## Ejercicios:
(a) Extrae literalmente del texto sobre Adoniram Judson el pasaje que comienza con las palabras que contienen "Falleció el 12" y termina con "para estudiar teatro.".
(b) Según el texto sobre Adoniram Judson, ¿cuánto tiempo permaneció en prisión durante la guerra anglo birmana?
____ Fragmento de texto
1788-1850
El Padre de los Misioneros Bautistas.Así llaman muchos a Adoniram Judson.
Quien además fue lingüista y traductor de la Biblia. Nacido en
Massachussets en 1778 en el seno de una familia cristiana. En
1834 concluyó una traducción completa de la Biblia en idioma
birmano. Durante la guerra anglo birmana, permaneció veintiún meses en
prisión. En 1845 regresó a Estados Unidos, mas en 1847 se
embarcó nuevamente hacia Birmania donde trabajaría durante los
últimos años de su vida en la realización de un diccionario inglés birmano.
Falleció el 12 de abril de 1850 y su cuerpo fue entregado al mar.
Adoniram Judson nació en un hogar cristiano, en el
seno de una familia congregacional. Su padre era pastor congregacional
con férreas convicciones.
Fue un niño precoz. A la edad de tres años dominaba la lectura como para
leer
fluidamente la Biblia. A los diez años, ya sabía griego y latín. Su
padre lo mandó a los mejores colegios de Nueva Inglaterra, y finalmente a
la Universidad de Brown, de donde egresó como el mejor alumno de su
promoción.
Allí se fue convirtiendo en un ateo absoluto, circunstancia que ocultó a
su familia hasta que tuvo cerca de veinte años. En ése momento decidió
viajar a Nueva York para estudiar teatro.
________
____ Filas de datos
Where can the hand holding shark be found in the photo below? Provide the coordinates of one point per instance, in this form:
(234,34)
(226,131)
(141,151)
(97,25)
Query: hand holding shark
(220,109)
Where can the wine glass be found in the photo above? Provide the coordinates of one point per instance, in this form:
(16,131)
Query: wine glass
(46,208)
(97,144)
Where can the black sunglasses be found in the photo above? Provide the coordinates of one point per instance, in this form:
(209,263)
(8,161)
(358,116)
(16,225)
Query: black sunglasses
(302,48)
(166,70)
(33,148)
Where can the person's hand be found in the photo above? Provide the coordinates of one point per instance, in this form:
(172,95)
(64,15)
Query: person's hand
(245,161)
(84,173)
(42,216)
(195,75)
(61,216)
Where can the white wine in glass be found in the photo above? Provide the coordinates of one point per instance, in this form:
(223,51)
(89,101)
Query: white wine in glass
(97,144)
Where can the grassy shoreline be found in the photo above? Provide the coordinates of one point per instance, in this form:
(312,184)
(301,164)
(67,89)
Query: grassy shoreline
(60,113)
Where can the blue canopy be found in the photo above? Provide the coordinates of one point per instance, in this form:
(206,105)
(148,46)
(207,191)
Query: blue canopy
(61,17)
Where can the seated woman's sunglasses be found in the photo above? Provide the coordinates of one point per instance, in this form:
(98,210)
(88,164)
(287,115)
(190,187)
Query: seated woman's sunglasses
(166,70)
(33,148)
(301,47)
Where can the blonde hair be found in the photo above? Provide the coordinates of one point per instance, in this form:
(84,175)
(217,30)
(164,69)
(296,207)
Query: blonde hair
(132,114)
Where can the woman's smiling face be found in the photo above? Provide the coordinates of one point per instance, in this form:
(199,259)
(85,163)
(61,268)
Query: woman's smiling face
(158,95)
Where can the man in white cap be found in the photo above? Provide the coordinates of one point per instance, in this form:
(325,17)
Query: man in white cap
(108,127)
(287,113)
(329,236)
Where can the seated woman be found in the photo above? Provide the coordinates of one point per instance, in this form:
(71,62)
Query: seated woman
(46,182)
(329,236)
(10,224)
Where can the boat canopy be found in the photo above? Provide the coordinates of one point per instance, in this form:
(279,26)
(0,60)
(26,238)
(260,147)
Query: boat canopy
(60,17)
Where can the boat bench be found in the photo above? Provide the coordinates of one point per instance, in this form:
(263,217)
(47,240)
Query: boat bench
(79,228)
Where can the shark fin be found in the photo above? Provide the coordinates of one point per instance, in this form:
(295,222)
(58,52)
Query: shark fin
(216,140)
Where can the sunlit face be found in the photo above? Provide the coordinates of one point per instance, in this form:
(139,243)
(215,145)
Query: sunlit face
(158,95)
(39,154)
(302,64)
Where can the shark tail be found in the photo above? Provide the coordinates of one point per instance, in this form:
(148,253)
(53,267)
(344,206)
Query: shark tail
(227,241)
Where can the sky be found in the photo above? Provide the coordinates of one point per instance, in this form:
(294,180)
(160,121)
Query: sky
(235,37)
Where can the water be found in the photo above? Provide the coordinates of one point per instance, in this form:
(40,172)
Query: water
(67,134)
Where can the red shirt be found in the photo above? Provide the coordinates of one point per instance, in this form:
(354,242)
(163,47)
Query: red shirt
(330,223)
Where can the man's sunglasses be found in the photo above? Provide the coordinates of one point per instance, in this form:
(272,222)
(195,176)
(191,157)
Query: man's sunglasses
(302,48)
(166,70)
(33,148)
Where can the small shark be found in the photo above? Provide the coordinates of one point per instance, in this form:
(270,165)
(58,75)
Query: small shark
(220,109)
________
## Resultados esperados:
(a)
Falleció el 12 de abril de 1850 y su cuerpo fue entregado al mar.
Adoniram Judson nació en un hogar cristiano, en el
seno de una familia congregacional. Su padre era pastor congregacional
con férreas convicciones.
Fue un niño precoz. A la edad de tres años dominaba la lectura como para
leer
fluidamente la Biblia. A los diez años, ya sabía griego y latín. Su
padre lo mandó a los mejores colegios de Nueva Inglaterra, y finalmente a
la Universidad de Brown, de donde egresó como el mejor alumno de su
promoción.
Allí se fue convirtiendo en un ateo absoluto, circunstancia que ocultó a
su familia hasta que tuvo cerca de veinte años. En ése momento decidió
viajar a Nueva York para estudiar teatro.

(b) Veintiún meses.